---- Excerpted passage

On Loving and Losing Weekends

I recently read the meandering meditations of Rebecca Solnit in her book A Field Guide To Getting Lost. A set of personal essays seeking the meaning of being lost, losing valued places, people and times, and on the sense of being lost in thoughts as well, the book was perfect bed time reading. What does one lose when we sleep? Apparently, during REM sleep our body is temporarily paralyzed which is why we do not move in reality even when we might move in our dream. We are truly lost to ourselves in the night-time, perhaps in a dark cavity filled with symbolism— of desires, dreams, fears and ambitions. What else could explain dreams? Weekends are, I think, the night-times at the weekly level.


It has been a little more than a year since I began my PhD research. Delving into the most darkest dystopias for my research, I have a newfound appreciation for everything simple and bright. How absolutely wonderful that we still have trees! Sunlight! Rain! To think that there could be worlds where there are incessant acid rains, surrogate slaves and a constantly spying government, or a perpetual motion machine that goes around a frozen world, is now just – work. When you take up a long-term project such as this, it is inevitable that it creeps into your time outside work, as well. I have found myself wondering about a possibility or an idea, even a brainwave that restructured an entire chapter, when I am least expecting it– such as in the middle of the night or when I am folding laundry. That is the process.


One day off a week is a useful system when doing a PhD. This has mostly meant that I am losing my weekends to research. One could argue that the post-pandemic flexibility in work timings has made it rather common for weekends to not be the relaxing time they once were. Given that weekends are indeed social constructs, it is only realistic that a global pandemic could also erase the social emphasis on weekends, just as it did with the expectation of working in offices. Could it be that we are witnessing the end of weekends? Or, is it just me?


As a child, weekends for me meant time spent at my ancestral home with grandparents and cousins. Every Friday evening, my parents would drive my sister and me to my father’s house in rural Kerala, a one hour drive away from the mild bustle of Calicut city. My grandfather, adamant as he still is, would open the gate himself and our car would be parked. My grandmother would insist that I wear at least a necklace, or that my sister wear a bindi. My grandfather would ask about school. After the cursory tea and seasonal snacks, my sister and I would slip away to my cousins’ house next door to announce our arrival.


Growing up, visiting my relatives meant being back in the thick of the action. There would be political arguments between my uncles and my grandfather, heated discussion on what someone implied at a recent social event, a nostalgic foray about the past and some quiet afternoon siestas. Those weekends were what I looked forward to after long weeks at school. During the summer, there would be extended time spent with my grandparents. My cousins and I would be busy building our little makeshift hut in the backyard. It was our private hangout complete with a mini-fan, a mirror and some magazines. The perfect getaway from the adults.

--------

* [Your instructions]:
Decide whether each statement below agrees with the essay on weekends, answering yes or no and quoting the words from the essay that settle it.
1. The writer started PhD research a little more than a year ago.
2. The ancestral home in rural Kerala was a two-hour drive from Calicut city.
3. The hut built in the backyard had a mini-fan.

---- Dataset entries

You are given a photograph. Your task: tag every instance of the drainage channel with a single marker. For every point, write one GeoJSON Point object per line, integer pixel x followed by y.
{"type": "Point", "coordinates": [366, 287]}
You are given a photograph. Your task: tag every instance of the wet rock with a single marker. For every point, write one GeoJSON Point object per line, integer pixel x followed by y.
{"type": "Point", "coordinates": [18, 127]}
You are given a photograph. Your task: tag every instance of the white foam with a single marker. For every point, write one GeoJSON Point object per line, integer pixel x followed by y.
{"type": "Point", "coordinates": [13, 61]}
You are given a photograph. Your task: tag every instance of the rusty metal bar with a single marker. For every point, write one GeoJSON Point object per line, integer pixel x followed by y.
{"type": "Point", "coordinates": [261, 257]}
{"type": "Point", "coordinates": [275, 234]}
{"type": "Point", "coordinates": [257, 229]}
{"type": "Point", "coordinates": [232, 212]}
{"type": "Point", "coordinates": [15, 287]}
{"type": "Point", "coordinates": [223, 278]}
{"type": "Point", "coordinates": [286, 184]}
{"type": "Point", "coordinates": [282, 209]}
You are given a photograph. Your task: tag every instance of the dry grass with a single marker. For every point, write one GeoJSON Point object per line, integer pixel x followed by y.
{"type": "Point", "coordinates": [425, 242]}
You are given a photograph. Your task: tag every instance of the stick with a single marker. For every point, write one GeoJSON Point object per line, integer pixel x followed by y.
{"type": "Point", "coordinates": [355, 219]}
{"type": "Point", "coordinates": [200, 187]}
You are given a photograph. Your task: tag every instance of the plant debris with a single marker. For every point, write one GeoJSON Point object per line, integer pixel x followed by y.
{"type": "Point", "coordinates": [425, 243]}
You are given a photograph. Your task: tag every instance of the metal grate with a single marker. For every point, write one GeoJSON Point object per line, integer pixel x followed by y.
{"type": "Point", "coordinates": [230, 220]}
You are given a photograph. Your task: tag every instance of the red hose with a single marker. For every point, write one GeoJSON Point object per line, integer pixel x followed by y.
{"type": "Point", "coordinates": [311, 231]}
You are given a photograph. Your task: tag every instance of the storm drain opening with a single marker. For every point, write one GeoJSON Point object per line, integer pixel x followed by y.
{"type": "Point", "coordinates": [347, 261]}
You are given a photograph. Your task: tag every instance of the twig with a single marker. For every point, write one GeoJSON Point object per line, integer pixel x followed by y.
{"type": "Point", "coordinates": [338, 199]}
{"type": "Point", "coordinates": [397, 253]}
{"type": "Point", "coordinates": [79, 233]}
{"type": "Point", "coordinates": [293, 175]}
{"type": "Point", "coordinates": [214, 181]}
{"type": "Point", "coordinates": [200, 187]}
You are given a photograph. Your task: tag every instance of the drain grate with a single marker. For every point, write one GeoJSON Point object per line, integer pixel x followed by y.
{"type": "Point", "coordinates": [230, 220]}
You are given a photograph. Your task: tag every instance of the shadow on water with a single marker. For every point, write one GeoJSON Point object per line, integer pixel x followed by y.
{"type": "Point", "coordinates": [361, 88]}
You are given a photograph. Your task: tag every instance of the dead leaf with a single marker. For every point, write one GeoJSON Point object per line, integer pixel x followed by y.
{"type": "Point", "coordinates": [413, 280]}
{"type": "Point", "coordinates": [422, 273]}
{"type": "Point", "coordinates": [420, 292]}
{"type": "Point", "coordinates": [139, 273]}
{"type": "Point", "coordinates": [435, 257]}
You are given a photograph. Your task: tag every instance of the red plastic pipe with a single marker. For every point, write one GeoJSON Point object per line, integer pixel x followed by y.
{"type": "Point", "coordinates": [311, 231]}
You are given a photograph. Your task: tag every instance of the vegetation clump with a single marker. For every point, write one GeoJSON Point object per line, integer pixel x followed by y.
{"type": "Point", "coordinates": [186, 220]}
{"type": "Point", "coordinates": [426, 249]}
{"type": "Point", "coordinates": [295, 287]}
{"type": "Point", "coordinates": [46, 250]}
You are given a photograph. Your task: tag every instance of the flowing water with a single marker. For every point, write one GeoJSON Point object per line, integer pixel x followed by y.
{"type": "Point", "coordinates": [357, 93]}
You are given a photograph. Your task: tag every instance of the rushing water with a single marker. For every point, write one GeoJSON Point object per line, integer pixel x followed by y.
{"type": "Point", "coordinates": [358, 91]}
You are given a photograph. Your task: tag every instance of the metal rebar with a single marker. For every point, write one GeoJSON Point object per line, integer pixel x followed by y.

--------

* [Written response]:
1. Yes: "It has been a little more than a year since I began my PhD research."
2. No: "a one hour drive away from the mild bustle of Calicut city."
3. Yes: "It was our private hangout complete with a mini-fan, a mirror and some magazines."